▶ **Given problem**
Reproduce the listing line for line, starting at its very first line and ending at the line that contains "196L251 206L268 204ZM418", with both of those lines included.

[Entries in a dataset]
------------------------

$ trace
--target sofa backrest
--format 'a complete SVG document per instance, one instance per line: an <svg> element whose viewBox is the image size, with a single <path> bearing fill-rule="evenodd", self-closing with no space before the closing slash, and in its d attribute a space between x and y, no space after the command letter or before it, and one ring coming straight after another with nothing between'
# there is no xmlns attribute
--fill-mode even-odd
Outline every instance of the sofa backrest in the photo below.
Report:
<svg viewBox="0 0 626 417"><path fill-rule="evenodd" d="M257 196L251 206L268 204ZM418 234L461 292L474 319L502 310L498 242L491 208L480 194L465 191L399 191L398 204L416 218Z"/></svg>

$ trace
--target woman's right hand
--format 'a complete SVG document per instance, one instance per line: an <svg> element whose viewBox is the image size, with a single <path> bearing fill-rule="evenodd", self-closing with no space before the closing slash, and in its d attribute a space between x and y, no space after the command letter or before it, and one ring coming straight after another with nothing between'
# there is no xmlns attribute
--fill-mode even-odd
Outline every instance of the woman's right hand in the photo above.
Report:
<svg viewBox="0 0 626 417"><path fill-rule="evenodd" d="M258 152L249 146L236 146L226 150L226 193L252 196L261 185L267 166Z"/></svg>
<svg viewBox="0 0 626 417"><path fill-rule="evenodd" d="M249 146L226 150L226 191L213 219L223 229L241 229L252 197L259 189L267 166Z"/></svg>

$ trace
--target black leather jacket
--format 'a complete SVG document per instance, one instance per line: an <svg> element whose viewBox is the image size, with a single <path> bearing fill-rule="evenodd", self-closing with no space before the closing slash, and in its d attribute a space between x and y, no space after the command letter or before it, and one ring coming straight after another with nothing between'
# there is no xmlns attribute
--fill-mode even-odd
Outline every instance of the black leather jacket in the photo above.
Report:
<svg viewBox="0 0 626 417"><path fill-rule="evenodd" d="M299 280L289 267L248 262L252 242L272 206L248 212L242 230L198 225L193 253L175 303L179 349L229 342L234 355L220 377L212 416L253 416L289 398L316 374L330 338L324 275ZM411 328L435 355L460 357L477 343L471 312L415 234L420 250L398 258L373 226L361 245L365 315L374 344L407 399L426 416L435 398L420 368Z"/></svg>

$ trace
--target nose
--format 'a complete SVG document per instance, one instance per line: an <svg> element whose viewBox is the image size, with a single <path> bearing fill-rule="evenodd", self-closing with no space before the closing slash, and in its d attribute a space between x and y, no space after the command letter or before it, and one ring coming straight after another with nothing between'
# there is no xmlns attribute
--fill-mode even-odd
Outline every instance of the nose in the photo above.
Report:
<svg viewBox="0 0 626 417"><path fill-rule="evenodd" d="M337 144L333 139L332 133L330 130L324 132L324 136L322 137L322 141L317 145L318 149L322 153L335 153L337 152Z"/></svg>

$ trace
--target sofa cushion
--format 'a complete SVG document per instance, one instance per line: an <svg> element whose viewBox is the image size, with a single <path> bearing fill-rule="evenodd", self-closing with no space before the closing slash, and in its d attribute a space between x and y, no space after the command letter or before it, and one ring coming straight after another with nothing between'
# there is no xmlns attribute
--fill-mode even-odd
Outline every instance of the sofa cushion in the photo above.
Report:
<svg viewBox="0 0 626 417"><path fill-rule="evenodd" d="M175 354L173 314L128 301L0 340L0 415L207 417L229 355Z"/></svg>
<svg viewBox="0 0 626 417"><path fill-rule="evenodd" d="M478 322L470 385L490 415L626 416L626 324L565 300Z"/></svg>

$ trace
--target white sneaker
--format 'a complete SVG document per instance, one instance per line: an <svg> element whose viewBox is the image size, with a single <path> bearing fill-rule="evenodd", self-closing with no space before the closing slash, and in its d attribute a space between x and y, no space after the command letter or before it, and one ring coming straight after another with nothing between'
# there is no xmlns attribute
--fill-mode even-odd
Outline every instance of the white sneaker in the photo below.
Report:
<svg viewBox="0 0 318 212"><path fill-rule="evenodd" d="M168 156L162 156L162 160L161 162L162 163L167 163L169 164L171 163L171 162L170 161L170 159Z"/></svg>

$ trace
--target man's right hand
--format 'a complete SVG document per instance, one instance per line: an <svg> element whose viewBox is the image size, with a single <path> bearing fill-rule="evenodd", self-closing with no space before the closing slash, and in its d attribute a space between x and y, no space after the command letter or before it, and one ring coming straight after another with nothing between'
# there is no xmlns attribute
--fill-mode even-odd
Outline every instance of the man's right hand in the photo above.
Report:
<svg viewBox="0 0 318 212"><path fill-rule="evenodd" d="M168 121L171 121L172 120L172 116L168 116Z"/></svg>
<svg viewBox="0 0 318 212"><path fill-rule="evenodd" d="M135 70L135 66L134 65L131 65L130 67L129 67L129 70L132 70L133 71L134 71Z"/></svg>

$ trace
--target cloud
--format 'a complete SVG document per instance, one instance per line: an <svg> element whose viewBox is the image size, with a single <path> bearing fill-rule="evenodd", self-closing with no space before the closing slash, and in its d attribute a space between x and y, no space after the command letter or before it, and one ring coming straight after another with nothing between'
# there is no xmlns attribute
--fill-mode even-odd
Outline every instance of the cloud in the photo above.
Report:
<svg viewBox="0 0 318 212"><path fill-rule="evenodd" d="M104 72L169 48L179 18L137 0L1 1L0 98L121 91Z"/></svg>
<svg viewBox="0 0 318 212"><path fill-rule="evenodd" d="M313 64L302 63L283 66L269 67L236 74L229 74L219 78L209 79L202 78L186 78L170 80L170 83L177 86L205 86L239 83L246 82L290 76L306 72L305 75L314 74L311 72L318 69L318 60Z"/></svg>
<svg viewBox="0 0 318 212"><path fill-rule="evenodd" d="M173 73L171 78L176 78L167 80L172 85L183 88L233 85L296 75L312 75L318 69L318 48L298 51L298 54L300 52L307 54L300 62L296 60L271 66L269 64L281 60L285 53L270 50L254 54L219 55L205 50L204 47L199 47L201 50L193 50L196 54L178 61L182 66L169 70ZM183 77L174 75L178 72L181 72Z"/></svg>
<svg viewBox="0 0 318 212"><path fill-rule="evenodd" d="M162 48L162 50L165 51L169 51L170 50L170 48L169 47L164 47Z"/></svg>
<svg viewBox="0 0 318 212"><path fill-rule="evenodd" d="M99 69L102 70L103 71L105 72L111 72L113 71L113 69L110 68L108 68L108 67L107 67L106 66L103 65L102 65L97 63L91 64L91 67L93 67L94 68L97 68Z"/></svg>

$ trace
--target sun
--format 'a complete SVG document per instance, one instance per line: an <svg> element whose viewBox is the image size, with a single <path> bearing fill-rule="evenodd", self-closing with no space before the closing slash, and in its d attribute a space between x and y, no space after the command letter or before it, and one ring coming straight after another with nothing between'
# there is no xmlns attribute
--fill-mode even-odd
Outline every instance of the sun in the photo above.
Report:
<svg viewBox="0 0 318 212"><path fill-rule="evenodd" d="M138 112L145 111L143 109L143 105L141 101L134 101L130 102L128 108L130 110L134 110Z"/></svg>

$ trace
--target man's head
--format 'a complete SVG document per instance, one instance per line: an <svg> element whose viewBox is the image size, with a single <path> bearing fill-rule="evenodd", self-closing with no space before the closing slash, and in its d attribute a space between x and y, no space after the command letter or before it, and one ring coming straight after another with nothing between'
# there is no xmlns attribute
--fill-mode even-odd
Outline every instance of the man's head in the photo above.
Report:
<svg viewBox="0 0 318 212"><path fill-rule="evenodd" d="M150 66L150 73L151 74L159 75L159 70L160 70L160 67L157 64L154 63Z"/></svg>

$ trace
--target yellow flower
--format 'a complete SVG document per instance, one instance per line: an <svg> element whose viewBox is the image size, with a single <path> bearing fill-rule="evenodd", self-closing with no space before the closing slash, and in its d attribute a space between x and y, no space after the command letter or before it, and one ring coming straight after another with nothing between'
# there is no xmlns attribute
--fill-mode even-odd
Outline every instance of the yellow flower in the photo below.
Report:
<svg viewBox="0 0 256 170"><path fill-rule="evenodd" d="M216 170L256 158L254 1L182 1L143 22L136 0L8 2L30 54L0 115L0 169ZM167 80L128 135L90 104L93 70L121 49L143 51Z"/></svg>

------------------------

▶ **Answer to the problem**
$ trace
--target sofa backrest
--format 'a complete SVG document per instance, one instance per line: an <svg> element whose viewBox is the image size, with a single <path> bearing fill-rule="evenodd", self-closing with no space before the closing slash, and in its d attribute a space between x and y, no space after the command letter or before it, and one ring coming straight after another with nothing between'
# there is no xmlns attribute
--fill-mode even-odd
Outline every instance of the sofa backrest in the photo below.
Report:
<svg viewBox="0 0 626 417"><path fill-rule="evenodd" d="M257 196L251 206L268 204ZM418 234L461 292L474 319L502 310L498 242L491 208L480 194L465 191L399 191L398 204L416 218Z"/></svg>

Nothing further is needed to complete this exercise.